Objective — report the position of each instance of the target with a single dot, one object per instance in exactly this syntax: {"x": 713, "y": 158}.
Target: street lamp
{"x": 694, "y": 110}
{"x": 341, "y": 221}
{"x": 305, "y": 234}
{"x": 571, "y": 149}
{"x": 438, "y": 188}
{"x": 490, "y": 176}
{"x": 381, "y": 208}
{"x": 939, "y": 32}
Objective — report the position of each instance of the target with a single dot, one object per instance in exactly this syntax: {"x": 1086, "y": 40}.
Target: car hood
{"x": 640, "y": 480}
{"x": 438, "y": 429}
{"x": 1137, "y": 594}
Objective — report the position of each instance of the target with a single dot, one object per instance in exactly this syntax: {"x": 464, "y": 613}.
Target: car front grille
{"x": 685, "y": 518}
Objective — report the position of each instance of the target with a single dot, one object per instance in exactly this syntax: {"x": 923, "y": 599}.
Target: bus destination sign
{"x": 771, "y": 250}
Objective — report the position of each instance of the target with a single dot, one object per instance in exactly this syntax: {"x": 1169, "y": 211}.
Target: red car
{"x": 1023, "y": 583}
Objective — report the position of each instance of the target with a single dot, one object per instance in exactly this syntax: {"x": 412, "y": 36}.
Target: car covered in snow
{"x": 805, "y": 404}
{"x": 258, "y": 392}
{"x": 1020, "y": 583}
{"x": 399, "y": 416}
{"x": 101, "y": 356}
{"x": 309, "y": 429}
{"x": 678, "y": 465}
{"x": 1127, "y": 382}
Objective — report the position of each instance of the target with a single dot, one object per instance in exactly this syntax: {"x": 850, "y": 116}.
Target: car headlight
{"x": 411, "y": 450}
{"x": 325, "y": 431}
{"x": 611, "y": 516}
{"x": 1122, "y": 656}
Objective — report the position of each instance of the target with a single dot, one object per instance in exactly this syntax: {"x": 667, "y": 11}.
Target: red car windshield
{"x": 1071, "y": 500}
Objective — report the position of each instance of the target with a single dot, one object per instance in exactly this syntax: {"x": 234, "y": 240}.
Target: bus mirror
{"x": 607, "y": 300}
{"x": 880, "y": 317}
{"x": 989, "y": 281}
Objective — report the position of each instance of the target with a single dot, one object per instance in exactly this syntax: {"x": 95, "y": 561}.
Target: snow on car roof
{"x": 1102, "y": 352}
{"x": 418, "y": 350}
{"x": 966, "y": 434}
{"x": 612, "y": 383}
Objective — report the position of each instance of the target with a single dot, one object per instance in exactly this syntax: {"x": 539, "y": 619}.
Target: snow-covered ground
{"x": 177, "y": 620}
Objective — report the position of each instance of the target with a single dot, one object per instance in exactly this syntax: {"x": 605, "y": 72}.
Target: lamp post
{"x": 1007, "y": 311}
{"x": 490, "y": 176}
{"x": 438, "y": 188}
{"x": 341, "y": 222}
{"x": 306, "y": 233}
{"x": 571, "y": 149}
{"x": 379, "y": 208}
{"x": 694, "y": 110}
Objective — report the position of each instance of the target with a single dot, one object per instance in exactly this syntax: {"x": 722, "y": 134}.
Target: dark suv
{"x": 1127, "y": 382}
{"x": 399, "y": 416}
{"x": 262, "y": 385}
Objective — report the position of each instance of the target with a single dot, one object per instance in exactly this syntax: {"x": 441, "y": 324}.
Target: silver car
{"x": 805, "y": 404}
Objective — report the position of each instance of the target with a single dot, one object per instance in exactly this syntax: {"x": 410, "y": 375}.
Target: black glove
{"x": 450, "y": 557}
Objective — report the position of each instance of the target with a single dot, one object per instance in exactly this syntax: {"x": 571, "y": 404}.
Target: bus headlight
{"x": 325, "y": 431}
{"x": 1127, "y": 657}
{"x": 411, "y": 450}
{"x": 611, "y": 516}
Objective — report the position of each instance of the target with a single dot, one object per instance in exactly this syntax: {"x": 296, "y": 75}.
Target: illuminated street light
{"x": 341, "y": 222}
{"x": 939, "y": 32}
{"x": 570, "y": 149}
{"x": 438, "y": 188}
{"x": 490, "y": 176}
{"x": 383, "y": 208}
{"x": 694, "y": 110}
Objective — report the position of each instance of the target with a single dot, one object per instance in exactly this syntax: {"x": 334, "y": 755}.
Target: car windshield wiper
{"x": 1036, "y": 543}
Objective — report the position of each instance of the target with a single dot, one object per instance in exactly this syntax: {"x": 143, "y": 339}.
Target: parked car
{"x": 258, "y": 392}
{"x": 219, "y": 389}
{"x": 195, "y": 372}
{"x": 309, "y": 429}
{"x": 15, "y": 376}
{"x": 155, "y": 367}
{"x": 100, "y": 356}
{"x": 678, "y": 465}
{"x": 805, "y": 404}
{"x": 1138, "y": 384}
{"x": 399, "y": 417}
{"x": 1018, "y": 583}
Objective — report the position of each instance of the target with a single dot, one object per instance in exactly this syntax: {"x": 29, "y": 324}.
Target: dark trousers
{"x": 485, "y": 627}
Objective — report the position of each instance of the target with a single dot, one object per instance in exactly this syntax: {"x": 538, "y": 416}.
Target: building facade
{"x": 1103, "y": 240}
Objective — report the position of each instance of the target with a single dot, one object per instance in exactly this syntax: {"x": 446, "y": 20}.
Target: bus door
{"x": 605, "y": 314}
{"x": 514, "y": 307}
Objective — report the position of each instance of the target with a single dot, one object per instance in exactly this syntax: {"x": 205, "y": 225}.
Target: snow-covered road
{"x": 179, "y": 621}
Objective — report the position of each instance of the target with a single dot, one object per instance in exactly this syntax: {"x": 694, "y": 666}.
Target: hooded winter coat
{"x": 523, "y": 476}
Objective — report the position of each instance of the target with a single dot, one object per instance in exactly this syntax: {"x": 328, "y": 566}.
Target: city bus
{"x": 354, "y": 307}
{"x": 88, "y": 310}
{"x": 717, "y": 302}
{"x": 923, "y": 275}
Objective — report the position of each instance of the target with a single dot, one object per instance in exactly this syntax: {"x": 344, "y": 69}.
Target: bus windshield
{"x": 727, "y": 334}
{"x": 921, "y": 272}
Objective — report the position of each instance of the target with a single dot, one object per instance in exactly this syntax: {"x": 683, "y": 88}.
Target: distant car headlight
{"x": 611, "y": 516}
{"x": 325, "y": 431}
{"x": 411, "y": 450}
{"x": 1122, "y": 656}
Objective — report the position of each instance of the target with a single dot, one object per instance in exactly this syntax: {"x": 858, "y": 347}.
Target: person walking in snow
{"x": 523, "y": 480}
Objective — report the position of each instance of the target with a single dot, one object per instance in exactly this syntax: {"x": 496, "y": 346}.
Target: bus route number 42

════════════════════

- EXERCISE DIRECTIONS -
Once the records end, copy them all again exactly.

- RESULT OF THIS TASK -
Objective — report the position of each instance of the target with a single dot, one object per instance in exactly this syntax: {"x": 713, "y": 158}.
Target: street lamp
{"x": 694, "y": 110}
{"x": 341, "y": 221}
{"x": 305, "y": 234}
{"x": 571, "y": 149}
{"x": 438, "y": 188}
{"x": 490, "y": 176}
{"x": 381, "y": 208}
{"x": 939, "y": 32}
Objective — report the position of each instance of the target with a single dot, one object per instance in exactly this syntax: {"x": 1086, "y": 40}.
Target: car hood
{"x": 640, "y": 480}
{"x": 438, "y": 429}
{"x": 1137, "y": 594}
Objective — report the position of each instance of the target with a single dot, one object per instance in exactly this syntax: {"x": 464, "y": 613}.
Target: car front grille
{"x": 685, "y": 518}
Objective — report the position of each instance of the target with a single dot, one object per instance in exactly this syntax: {"x": 923, "y": 599}.
Target: bus destination sign
{"x": 771, "y": 250}
Objective — report the position of each instance of the target with a single dot, one object per instance in exactly this syntax: {"x": 1169, "y": 211}.
Target: red car
{"x": 1023, "y": 583}
Objective — report the position of each instance of the target with a single dot, one object per instance in exactly this syntax: {"x": 412, "y": 36}.
Target: car covered in snow
{"x": 805, "y": 404}
{"x": 258, "y": 392}
{"x": 1020, "y": 583}
{"x": 399, "y": 416}
{"x": 101, "y": 356}
{"x": 309, "y": 429}
{"x": 678, "y": 465}
{"x": 1127, "y": 382}
Objective — report the position of each instance of the target with a single dot, one object per instance in exactly this syntax: {"x": 850, "y": 116}.
Target: car headlight
{"x": 411, "y": 450}
{"x": 325, "y": 431}
{"x": 611, "y": 516}
{"x": 1122, "y": 656}
Objective — report the position of each instance of the target with a single dot, one object per instance in exactly this syntax: {"x": 667, "y": 11}.
Target: red car windshield
{"x": 1071, "y": 500}
Objective — report the position of each instance of the target with a single dot, one object per instance in exactly this syntax: {"x": 234, "y": 240}.
Target: bus mirror
{"x": 607, "y": 300}
{"x": 880, "y": 317}
{"x": 989, "y": 281}
Objective — report the position of each instance of the target with a single dot, one object per instance in exactly this syntax: {"x": 95, "y": 561}.
Target: snow on car roof
{"x": 1102, "y": 352}
{"x": 418, "y": 350}
{"x": 966, "y": 434}
{"x": 612, "y": 383}
Objective — report the position of each instance of the target with a single dot, one object per instance in exactly this syntax: {"x": 539, "y": 619}.
Target: snow-covered ground
{"x": 177, "y": 620}
Objective — report the position of each instance of the target with a single dot, one object per instance in exactly this syntax: {"x": 605, "y": 72}.
Target: lamp post
{"x": 1007, "y": 311}
{"x": 490, "y": 176}
{"x": 438, "y": 188}
{"x": 341, "y": 222}
{"x": 306, "y": 233}
{"x": 571, "y": 149}
{"x": 379, "y": 208}
{"x": 694, "y": 110}
Objective — report the position of each instance of the target with a single dot, one object per instance in exactly this syntax: {"x": 722, "y": 134}.
Target: dark suv
{"x": 1127, "y": 382}
{"x": 399, "y": 416}
{"x": 262, "y": 385}
Objective — report the position of each instance of the target with a single dot, one object per instance in exactly this syntax: {"x": 441, "y": 324}.
Target: silver car
{"x": 805, "y": 404}
Objective — report the position of each instance of the target with a single dot, one object per instance in exactly this syntax: {"x": 410, "y": 375}.
Target: black glove
{"x": 450, "y": 557}
Objective — report the position of each instance of the target with a single dot, one object per instance in exactly this syntax: {"x": 571, "y": 404}.
Target: bus headlight
{"x": 325, "y": 431}
{"x": 1127, "y": 657}
{"x": 411, "y": 450}
{"x": 611, "y": 516}
Objective — report the position of each instance of the target with a single dot, one object per instance in exactly this syntax: {"x": 296, "y": 75}.
Target: illuminated street light
{"x": 341, "y": 222}
{"x": 939, "y": 32}
{"x": 570, "y": 149}
{"x": 438, "y": 188}
{"x": 490, "y": 176}
{"x": 383, "y": 208}
{"x": 694, "y": 110}
Objective — report the position of each instance of the target with a single dot, one object per instance in exactly this syntax: {"x": 334, "y": 755}.
Target: car windshield wiper
{"x": 1036, "y": 543}
Objective — report the position of each instance of the target with a single dot, one object per instance in exactly this syntax: {"x": 143, "y": 339}.
Target: parked car
{"x": 258, "y": 392}
{"x": 219, "y": 389}
{"x": 195, "y": 372}
{"x": 309, "y": 429}
{"x": 15, "y": 376}
{"x": 155, "y": 367}
{"x": 100, "y": 356}
{"x": 678, "y": 465}
{"x": 805, "y": 404}
{"x": 1138, "y": 384}
{"x": 399, "y": 417}
{"x": 1018, "y": 583}
Objective — report the position of each instance of the target with a single dot, one object per instance in exactly this syntax: {"x": 29, "y": 324}.
Target: dark trousers
{"x": 485, "y": 627}
Objective — report the position of each instance of the target with a single dot, one object per instance in exactly this syntax: {"x": 538, "y": 416}.
Target: building facade
{"x": 1103, "y": 240}
Objective — report the position of each instance of the target with a single dot, one object per instance in exactly this syntax: {"x": 446, "y": 20}.
Target: bus door
{"x": 605, "y": 314}
{"x": 514, "y": 307}
Objective — report the position of each instance of the target with a single dot, one object per instance in exactly this syntax: {"x": 205, "y": 225}.
Target: snow-covered road
{"x": 179, "y": 621}
Objective — report the position of each instance of the target with a single dot, one object per instance in exactly this syntax: {"x": 694, "y": 666}.
Target: hooded winter coat
{"x": 523, "y": 476}
Objective — report the position of each instance of the target with a single dot, one object per instance in exactly this syntax: {"x": 328, "y": 566}.
Target: city bus
{"x": 354, "y": 307}
{"x": 88, "y": 310}
{"x": 717, "y": 302}
{"x": 923, "y": 275}
Objective — report the position of each instance of the target with a single dot, one object per instance in exactly this syntax: {"x": 344, "y": 69}.
Target: bus windshield
{"x": 727, "y": 334}
{"x": 921, "y": 272}
Objective — report the position of each instance of the target with a single dot, one object per instance in exactly this syntax: {"x": 683, "y": 88}.
Target: distant car headlight
{"x": 611, "y": 516}
{"x": 325, "y": 431}
{"x": 411, "y": 450}
{"x": 1122, "y": 656}
Objective — report the position of each instance of the target with a single dot, one object per instance in exactly this syntax: {"x": 858, "y": 347}.
Target: person walking in snow
{"x": 523, "y": 480}
Objective — report the position of each instance of the target with a single dot, one object per instance in exactly this syntax: {"x": 496, "y": 346}.
Target: bus route number 42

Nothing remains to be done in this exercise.